> Entries provided
------------------------------

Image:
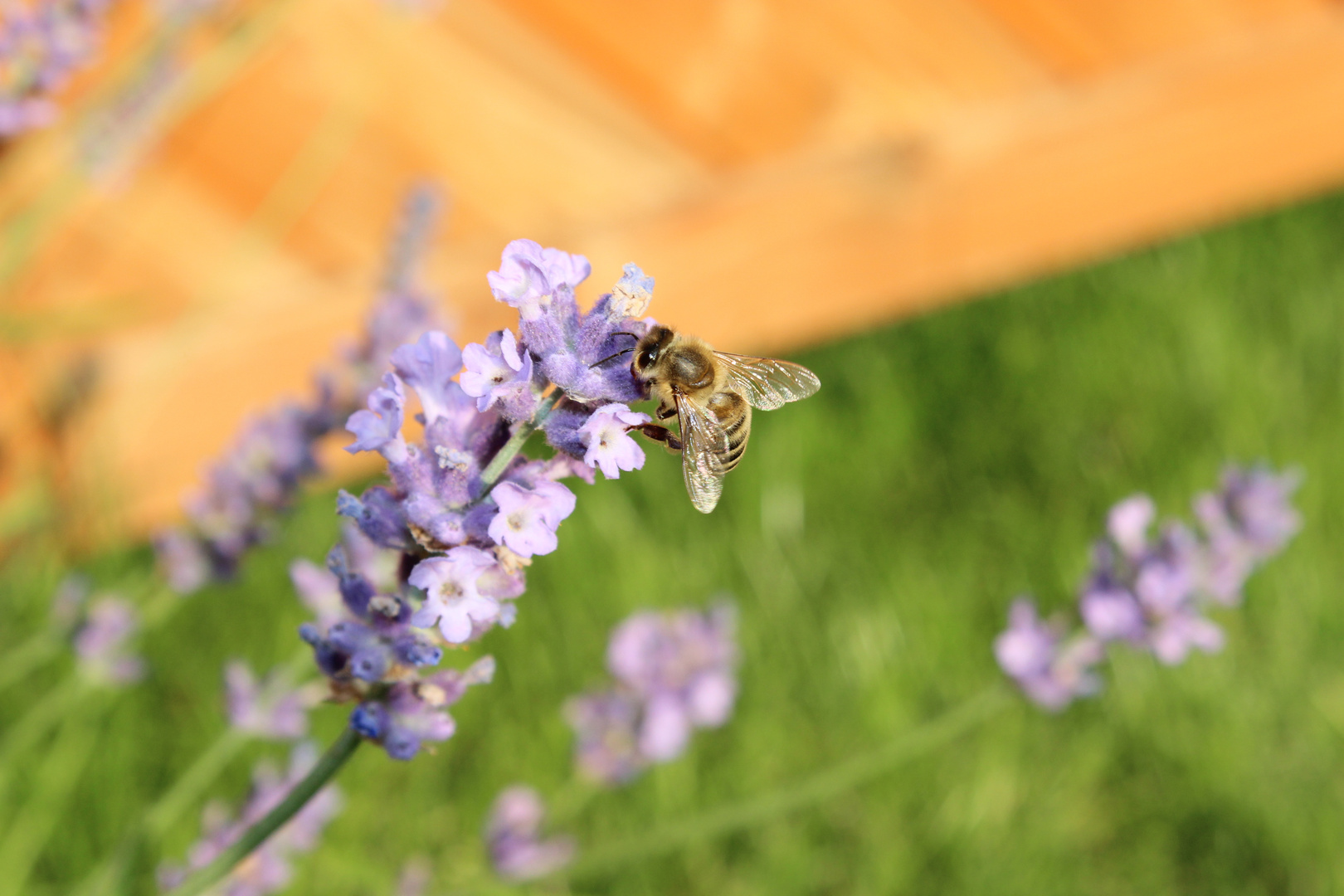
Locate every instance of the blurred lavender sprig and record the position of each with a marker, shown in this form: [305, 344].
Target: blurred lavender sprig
[102, 644]
[464, 511]
[258, 477]
[674, 672]
[1151, 589]
[42, 45]
[268, 868]
[514, 837]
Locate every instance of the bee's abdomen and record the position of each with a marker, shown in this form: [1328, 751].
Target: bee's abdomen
[734, 416]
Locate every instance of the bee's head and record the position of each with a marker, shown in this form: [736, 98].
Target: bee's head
[650, 348]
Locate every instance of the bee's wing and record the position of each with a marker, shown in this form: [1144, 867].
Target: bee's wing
[767, 383]
[704, 442]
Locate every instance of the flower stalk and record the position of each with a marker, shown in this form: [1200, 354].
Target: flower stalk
[494, 469]
[332, 761]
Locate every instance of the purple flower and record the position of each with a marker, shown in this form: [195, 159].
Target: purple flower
[101, 644]
[1246, 523]
[257, 479]
[379, 514]
[606, 437]
[527, 519]
[1049, 672]
[429, 367]
[373, 641]
[379, 429]
[1127, 523]
[1152, 592]
[1112, 613]
[272, 709]
[514, 837]
[1174, 635]
[414, 712]
[498, 375]
[606, 735]
[41, 46]
[452, 598]
[530, 277]
[675, 674]
[266, 871]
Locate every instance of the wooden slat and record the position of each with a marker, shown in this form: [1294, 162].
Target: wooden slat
[908, 153]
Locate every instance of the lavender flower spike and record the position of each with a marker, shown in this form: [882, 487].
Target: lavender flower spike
[527, 519]
[1050, 672]
[606, 436]
[379, 429]
[414, 712]
[530, 275]
[675, 674]
[266, 871]
[498, 375]
[513, 835]
[429, 367]
[101, 644]
[452, 599]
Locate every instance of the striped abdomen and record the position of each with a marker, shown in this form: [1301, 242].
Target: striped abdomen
[734, 416]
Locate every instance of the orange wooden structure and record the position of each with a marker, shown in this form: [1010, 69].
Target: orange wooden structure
[789, 173]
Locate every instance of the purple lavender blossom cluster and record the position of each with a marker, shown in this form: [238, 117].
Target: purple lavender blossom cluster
[1151, 589]
[465, 511]
[42, 43]
[102, 644]
[270, 707]
[674, 672]
[258, 477]
[266, 869]
[514, 837]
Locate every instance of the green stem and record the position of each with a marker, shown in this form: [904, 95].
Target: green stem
[494, 469]
[823, 786]
[325, 768]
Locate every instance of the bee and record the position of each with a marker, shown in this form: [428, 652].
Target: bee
[711, 394]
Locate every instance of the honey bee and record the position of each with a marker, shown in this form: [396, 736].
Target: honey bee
[711, 395]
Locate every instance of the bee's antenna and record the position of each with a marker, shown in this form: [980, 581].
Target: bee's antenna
[624, 351]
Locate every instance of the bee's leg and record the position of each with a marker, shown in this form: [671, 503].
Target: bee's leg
[661, 434]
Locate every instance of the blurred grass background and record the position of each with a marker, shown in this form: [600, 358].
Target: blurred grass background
[873, 540]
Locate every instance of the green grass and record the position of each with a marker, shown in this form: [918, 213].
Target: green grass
[873, 539]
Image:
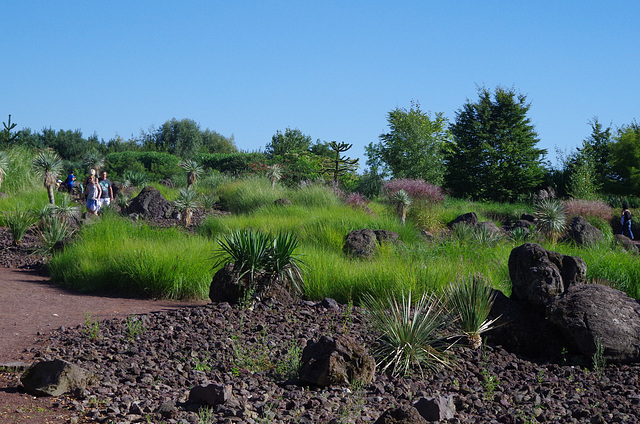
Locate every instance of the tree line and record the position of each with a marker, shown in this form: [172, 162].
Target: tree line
[488, 151]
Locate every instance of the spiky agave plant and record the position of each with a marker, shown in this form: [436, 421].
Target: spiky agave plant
[551, 218]
[186, 203]
[48, 166]
[470, 301]
[194, 171]
[411, 334]
[285, 262]
[246, 249]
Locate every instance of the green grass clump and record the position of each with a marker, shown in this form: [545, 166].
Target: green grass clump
[115, 255]
[248, 194]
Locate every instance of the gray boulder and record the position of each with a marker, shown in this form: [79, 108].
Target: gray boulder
[55, 378]
[538, 275]
[591, 312]
[625, 243]
[364, 243]
[210, 394]
[336, 362]
[468, 218]
[150, 204]
[440, 408]
[583, 233]
[401, 415]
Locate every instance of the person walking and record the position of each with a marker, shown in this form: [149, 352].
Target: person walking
[93, 192]
[107, 190]
[625, 221]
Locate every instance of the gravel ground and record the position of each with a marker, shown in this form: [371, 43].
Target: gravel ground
[146, 370]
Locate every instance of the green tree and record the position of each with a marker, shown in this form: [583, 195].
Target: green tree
[341, 165]
[212, 142]
[625, 160]
[289, 142]
[494, 155]
[414, 148]
[6, 136]
[178, 137]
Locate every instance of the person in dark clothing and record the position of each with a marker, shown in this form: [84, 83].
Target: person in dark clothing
[625, 221]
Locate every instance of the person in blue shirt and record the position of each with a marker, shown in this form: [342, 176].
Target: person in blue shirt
[70, 181]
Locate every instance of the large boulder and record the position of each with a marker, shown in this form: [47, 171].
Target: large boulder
[401, 415]
[538, 275]
[336, 362]
[150, 204]
[230, 286]
[523, 329]
[55, 378]
[210, 394]
[590, 313]
[364, 243]
[468, 218]
[625, 243]
[583, 233]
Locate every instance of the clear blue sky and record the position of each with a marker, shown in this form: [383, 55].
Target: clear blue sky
[332, 69]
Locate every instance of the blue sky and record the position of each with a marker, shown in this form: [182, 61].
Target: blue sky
[332, 69]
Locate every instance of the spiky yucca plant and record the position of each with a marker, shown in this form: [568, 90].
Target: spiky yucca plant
[48, 166]
[251, 251]
[411, 334]
[186, 203]
[4, 164]
[551, 218]
[194, 170]
[471, 301]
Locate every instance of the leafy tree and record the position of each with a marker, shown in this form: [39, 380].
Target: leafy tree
[341, 165]
[289, 142]
[414, 148]
[625, 160]
[212, 142]
[177, 137]
[494, 155]
[6, 137]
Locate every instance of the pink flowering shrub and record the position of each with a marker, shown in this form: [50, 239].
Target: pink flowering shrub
[417, 189]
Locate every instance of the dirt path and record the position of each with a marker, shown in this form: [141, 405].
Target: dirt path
[30, 307]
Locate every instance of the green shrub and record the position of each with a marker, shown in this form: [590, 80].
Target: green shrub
[18, 221]
[157, 165]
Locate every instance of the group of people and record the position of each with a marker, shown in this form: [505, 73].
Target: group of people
[98, 191]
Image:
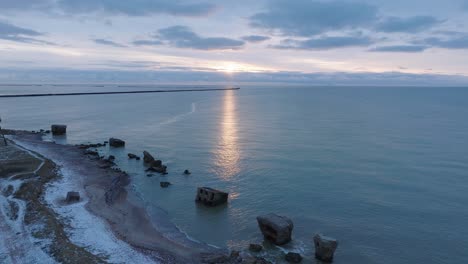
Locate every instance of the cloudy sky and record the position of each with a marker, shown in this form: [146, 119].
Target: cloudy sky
[252, 40]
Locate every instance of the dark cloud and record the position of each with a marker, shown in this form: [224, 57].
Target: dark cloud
[108, 43]
[255, 38]
[400, 48]
[410, 24]
[307, 18]
[19, 34]
[325, 43]
[146, 42]
[184, 37]
[459, 42]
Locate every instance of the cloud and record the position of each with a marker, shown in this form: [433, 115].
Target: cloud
[255, 38]
[146, 42]
[117, 7]
[400, 48]
[23, 4]
[307, 18]
[108, 43]
[408, 25]
[325, 43]
[189, 76]
[184, 37]
[460, 42]
[11, 32]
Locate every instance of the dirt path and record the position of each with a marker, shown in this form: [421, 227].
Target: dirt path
[16, 244]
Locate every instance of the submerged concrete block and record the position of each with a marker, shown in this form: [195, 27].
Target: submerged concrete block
[116, 143]
[276, 228]
[325, 247]
[59, 129]
[73, 197]
[211, 197]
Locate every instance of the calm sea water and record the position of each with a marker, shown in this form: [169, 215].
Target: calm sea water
[383, 170]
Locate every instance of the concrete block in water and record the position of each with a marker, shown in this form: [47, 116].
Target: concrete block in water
[211, 197]
[325, 247]
[73, 197]
[59, 129]
[276, 228]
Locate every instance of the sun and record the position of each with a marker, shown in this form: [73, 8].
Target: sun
[230, 68]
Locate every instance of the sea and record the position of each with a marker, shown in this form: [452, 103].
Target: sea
[384, 170]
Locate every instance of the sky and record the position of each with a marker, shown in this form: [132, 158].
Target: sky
[306, 41]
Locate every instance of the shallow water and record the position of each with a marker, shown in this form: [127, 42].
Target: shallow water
[383, 170]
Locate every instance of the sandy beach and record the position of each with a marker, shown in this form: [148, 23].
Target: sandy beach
[104, 226]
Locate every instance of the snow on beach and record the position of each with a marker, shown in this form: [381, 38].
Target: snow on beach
[85, 229]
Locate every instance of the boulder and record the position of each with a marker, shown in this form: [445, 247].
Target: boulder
[160, 169]
[254, 260]
[211, 197]
[72, 197]
[147, 157]
[325, 247]
[156, 163]
[91, 152]
[255, 247]
[59, 129]
[164, 184]
[116, 143]
[276, 228]
[133, 156]
[292, 257]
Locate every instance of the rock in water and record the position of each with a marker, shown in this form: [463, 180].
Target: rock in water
[255, 247]
[156, 163]
[325, 247]
[147, 157]
[59, 129]
[276, 228]
[116, 143]
[164, 184]
[72, 197]
[133, 156]
[211, 197]
[292, 257]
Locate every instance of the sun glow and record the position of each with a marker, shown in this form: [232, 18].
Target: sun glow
[233, 67]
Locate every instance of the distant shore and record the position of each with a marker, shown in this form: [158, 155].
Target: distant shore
[104, 195]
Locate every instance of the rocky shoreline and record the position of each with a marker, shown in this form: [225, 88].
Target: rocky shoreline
[101, 188]
[105, 195]
[75, 181]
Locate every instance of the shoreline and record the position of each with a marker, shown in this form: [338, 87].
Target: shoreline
[105, 198]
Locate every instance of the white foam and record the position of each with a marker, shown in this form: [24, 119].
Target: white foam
[86, 229]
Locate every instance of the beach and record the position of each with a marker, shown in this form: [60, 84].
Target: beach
[104, 226]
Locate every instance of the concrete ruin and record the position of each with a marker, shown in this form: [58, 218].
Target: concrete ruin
[325, 247]
[72, 197]
[276, 228]
[116, 143]
[58, 129]
[211, 197]
[147, 157]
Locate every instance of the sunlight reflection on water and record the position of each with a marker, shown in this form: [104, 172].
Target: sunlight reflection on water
[227, 153]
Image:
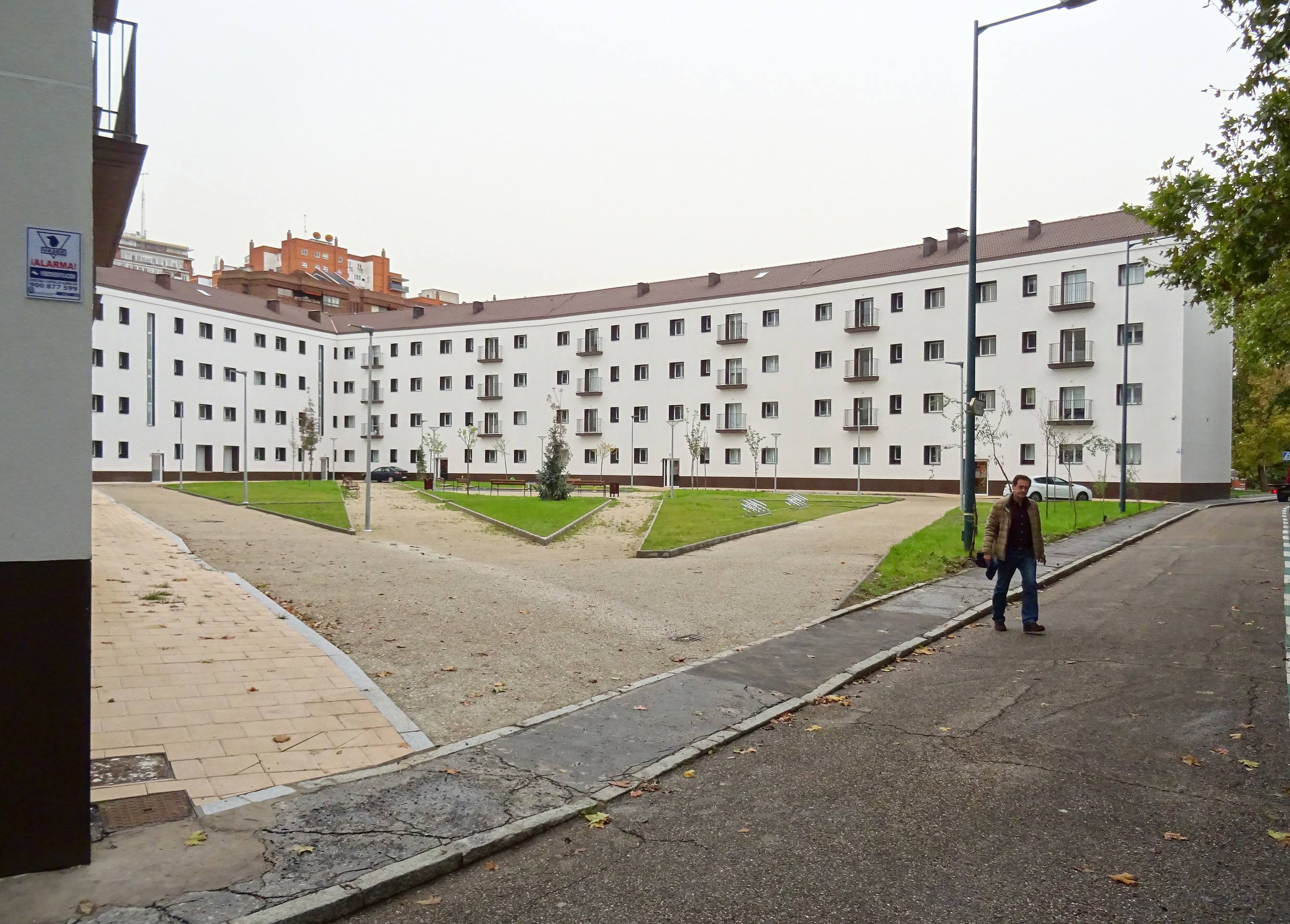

------------------------------

> What you are asked to do
Count the lines above that contain the string "cluster", matching case exactly, and give only the number.

> Exercise answer
2